## DATA SUPPLIED
>> begin

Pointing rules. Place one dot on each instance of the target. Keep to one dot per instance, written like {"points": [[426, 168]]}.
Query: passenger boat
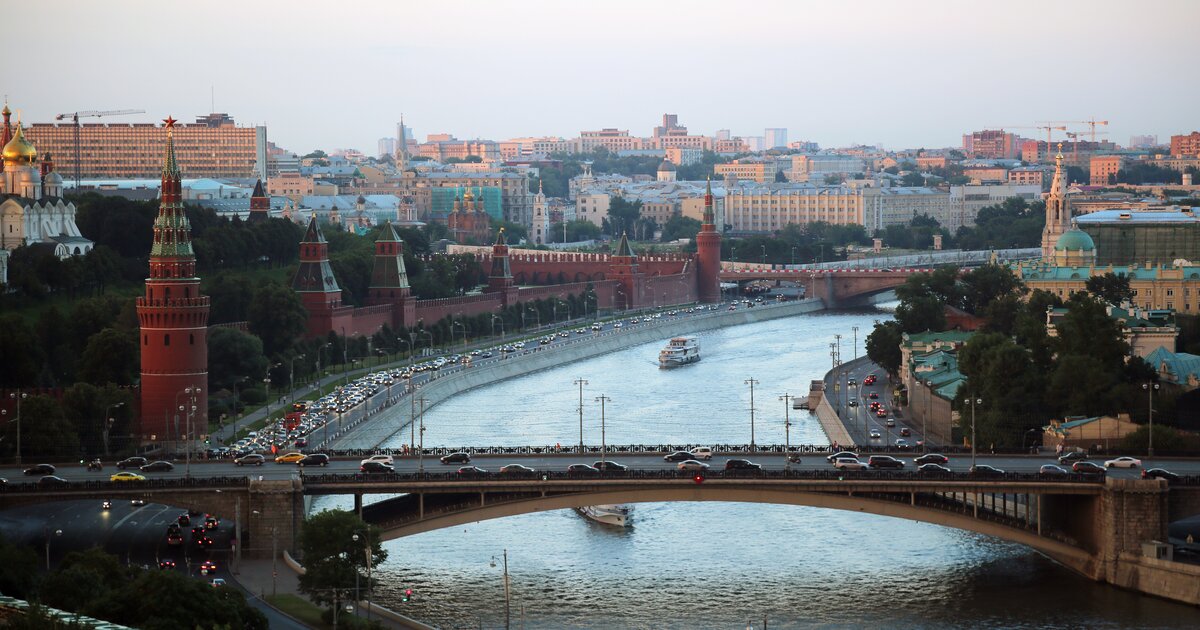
{"points": [[611, 515], [679, 351]]}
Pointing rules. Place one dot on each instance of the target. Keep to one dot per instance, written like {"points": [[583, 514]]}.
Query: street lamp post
{"points": [[601, 399], [1150, 413], [787, 430], [751, 382], [581, 382]]}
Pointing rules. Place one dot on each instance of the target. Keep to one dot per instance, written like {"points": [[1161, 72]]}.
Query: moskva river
{"points": [[727, 565]]}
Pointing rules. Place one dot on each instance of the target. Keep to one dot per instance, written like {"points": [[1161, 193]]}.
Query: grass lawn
{"points": [[299, 607]]}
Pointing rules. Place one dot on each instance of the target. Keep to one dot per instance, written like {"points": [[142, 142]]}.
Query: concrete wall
{"points": [[395, 419]]}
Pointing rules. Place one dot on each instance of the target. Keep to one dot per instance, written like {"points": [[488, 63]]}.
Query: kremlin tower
{"points": [[173, 319], [708, 253]]}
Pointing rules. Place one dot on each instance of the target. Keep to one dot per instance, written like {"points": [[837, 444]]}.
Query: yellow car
{"points": [[126, 477], [292, 457]]}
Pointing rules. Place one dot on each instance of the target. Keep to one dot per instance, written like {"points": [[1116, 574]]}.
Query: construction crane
{"points": [[1091, 123], [75, 119]]}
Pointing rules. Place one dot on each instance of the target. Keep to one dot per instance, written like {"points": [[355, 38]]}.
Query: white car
{"points": [[849, 463]]}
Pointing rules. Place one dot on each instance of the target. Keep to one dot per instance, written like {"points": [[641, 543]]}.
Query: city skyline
{"points": [[838, 76]]}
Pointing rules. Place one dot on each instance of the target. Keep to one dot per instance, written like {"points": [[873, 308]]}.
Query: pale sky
{"points": [[339, 75]]}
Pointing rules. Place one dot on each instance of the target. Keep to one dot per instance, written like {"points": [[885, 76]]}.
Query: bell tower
{"points": [[173, 318]]}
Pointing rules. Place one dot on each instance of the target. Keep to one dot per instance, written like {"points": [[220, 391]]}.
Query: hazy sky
{"points": [[339, 75]]}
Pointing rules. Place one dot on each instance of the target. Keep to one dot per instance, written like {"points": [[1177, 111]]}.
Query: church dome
{"points": [[1074, 240], [19, 149]]}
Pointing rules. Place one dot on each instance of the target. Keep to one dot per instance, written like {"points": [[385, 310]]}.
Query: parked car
{"points": [[883, 461], [456, 457]]}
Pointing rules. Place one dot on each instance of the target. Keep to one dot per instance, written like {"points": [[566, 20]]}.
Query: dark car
{"points": [[456, 457], [933, 468], [40, 469], [1073, 456], [1089, 468], [315, 459], [159, 467], [1159, 473], [985, 471], [610, 467], [883, 461], [472, 471], [51, 480], [1050, 469], [581, 469], [376, 467], [250, 460], [131, 462]]}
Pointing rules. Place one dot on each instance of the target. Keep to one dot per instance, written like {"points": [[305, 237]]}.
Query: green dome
{"points": [[1074, 240]]}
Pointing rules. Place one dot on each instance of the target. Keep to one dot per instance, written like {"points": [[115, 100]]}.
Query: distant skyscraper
{"points": [[775, 137]]}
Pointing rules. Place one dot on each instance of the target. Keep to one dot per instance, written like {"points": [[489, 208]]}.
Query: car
{"points": [[1089, 468], [250, 460], [1072, 456], [581, 469], [517, 469], [985, 471], [849, 463], [315, 459], [289, 457], [609, 466], [376, 467], [456, 457], [40, 469], [126, 477], [472, 471], [1159, 473], [883, 461], [131, 462], [742, 465], [840, 455], [1049, 469]]}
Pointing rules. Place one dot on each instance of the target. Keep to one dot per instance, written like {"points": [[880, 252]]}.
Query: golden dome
{"points": [[19, 149]]}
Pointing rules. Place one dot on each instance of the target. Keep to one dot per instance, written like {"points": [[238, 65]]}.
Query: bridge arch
{"points": [[1075, 558]]}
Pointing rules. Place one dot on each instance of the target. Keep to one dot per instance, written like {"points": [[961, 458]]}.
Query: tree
{"points": [[1113, 288], [334, 558]]}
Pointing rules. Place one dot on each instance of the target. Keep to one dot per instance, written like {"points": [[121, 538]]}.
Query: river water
{"points": [[719, 564]]}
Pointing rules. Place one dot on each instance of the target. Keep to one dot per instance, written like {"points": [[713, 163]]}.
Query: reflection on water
{"points": [[719, 564]]}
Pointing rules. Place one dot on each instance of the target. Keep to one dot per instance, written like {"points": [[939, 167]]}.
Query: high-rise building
{"points": [[775, 138], [173, 318], [214, 147]]}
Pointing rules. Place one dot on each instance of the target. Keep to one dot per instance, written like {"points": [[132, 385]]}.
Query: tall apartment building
{"points": [[995, 144], [775, 137], [1183, 145], [214, 147]]}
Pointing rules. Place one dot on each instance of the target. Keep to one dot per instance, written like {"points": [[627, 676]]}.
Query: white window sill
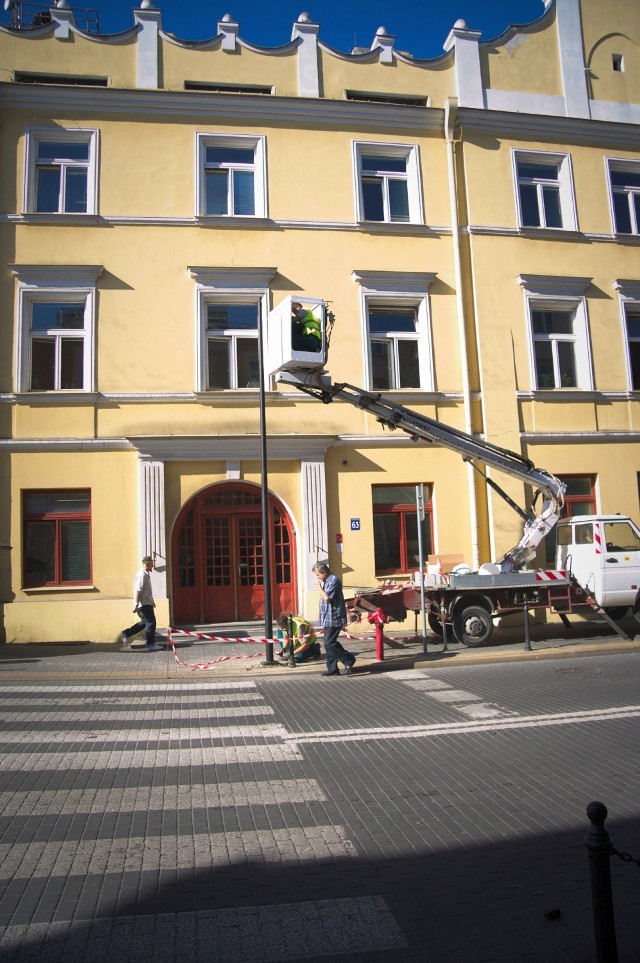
{"points": [[55, 397], [56, 589], [232, 220]]}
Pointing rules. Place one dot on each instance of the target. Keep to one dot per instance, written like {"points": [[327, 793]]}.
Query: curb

>> end

## JOB
Your task is to return the entries above exactly, with no pictures.

## EXERCISE RESPONSE
Pointing rules. Place one dot on each instance of the target. Keep to one dot per instance, written like {"points": [[426, 168]]}.
Query: passenger boat
{"points": [[611, 515], [679, 351]]}
Pointing rules. Place one dot on each instance of the target. Keep to one dot per instance, written like {"points": [[583, 514]]}.
Query: street lamp post
{"points": [[601, 399], [1150, 413], [787, 430], [751, 382], [581, 382]]}
Pointing rules. Place one dot on each instance of the target. Keep to one dot per instance, written like {"points": [[1161, 72]]}.
Query: moskva river
{"points": [[727, 565]]}
Pointing rules. Place one dot on each instance of the target. Keep to one dot per instance, written like {"points": [[1161, 193]]}.
Query: grass lawn
{"points": [[299, 607]]}
Pointing rules. Place one dot on each instance of the target. Keep to one dot per instance, written like {"points": [[142, 142]]}.
Query: concrete wall
{"points": [[395, 419]]}
Pointing rules. Place one dot on each instance of the target. Keep to one dot per instance, written like {"points": [[488, 63]]}.
Query: kremlin tower
{"points": [[173, 319], [708, 253]]}
Pointing rules. Place one dot on each instance of the target. Keep to one dot per instance, written like {"points": [[837, 444]]}.
Query: yellow car
{"points": [[126, 477], [292, 457]]}
Pointing rules. Place one dot on each instance of the target. Keep to one dot per instance, written like {"points": [[1116, 574]]}.
Query: construction crane
{"points": [[1091, 123], [75, 119]]}
Pointing rules. Place one dot on each instance of the target. Keep to one dot per instance, written like {"points": [[355, 38]]}.
Query: white car
{"points": [[849, 463]]}
Pointing rules. Place one dot on each instance of the target. Keep to one dot per instance, written like {"points": [[641, 543]]}.
Query: city skyline
{"points": [[838, 76]]}
Pointing rules. Place one dot on each instance of the target. Keep to one dot per instance, written like {"points": [[873, 308]]}.
Query: pale sky
{"points": [[339, 75]]}
Pointing rules. Place one dot on each instance of the target. Keep to one dot per instance, written like {"points": [[885, 76]]}.
Query: bell tower
{"points": [[173, 318]]}
Pointing rules. Place one dot on each instance of the target. Keep to one dot per instance, written like {"points": [[220, 391]]}.
Query: hazy sky
{"points": [[339, 75]]}
Pointing rules. Place one dot on each instance of the target. Keep to one dot per instance, written like {"points": [[1177, 111]]}.
Query: church dome
{"points": [[1074, 240], [19, 149]]}
Pointing rules. Place one dot on each instance of the target. Keep to one dot per instance, written like {"points": [[385, 310]]}.
Query: parked car
{"points": [[883, 461], [456, 457]]}
Pointing rules. Place one dot on each instance of the target. Keep to one dot per instance, written like {"points": [[566, 20]]}.
Query: dark car
{"points": [[456, 457], [933, 468], [40, 469], [1073, 456], [1089, 468], [315, 459], [159, 467], [1159, 473], [985, 471], [610, 467], [883, 461], [472, 471], [51, 480], [1050, 469], [581, 469], [376, 467], [250, 460], [131, 462]]}
Pointing rules. Place one dot on each instance of the target. Keep to one dot per instance, written like {"points": [[305, 237]]}.
Query: green dome
{"points": [[1074, 240]]}
Pointing rules. Place one dot on each instance of the target. Keep to one dot per instance, written like {"points": [[115, 100]]}.
Query: distant skyscraper
{"points": [[775, 137]]}
Pointing rules. Place one dot on each instance of the target. Keep to one dot per instance, written like {"points": [[489, 208]]}.
Query: car
{"points": [[1089, 468], [250, 460], [1072, 456], [581, 469], [517, 469], [985, 471], [849, 463], [315, 459], [289, 457], [609, 466], [376, 467], [456, 457], [40, 469], [126, 477], [472, 471], [1159, 473], [883, 461], [131, 462], [742, 465], [840, 455], [1049, 469]]}
Pointing rules. Place one dot on each instance of the target. Keep to one dot per instance, written like {"points": [[880, 252]]}.
Query: golden dome
{"points": [[19, 149]]}
Pointing rules. Place one dot on each instance of the target. Keep to one dot per instance, written like {"points": [[238, 65]]}.
Query: bridge arch
{"points": [[1075, 558]]}
Pointing rules. Place one dot on each instance of the target. Keep to one dot per instance, written like {"points": [[961, 458]]}.
Query: tree
{"points": [[1113, 288], [334, 558]]}
Pointing rules. Place one dot on each instance of the target. Keep to one dot per instance, written like {"points": [[121, 538]]}.
Query: river water
{"points": [[719, 564]]}
Pointing rules. Place one dot on each instance of the target. Keep to one dot per instance, written like {"points": [[713, 163]]}.
Query: reflection on water
{"points": [[719, 564]]}
Pointing rules. Place one dot on each instance of the target. Keep to one dot per instance, written like {"points": [[939, 167]]}.
Query: high-rise building
{"points": [[775, 138], [173, 318], [214, 147]]}
Pointing rules. Place one dot on each instance of the target. Keep to one dot per instance, written like {"points": [[132, 385]]}.
Query: tall apartment building
{"points": [[995, 144], [775, 137], [1183, 145], [214, 147]]}
Pointing rules. Place one dot on each instance of the target. Keep to one dot per instance, written like {"points": [[627, 676]]}.
Query: white window sill
{"points": [[55, 397], [56, 589], [232, 220]]}
Pointing rules. Place one dot on each instance of the target. Keep to one dot per instance, written like {"points": [[327, 793]]}.
Query: curb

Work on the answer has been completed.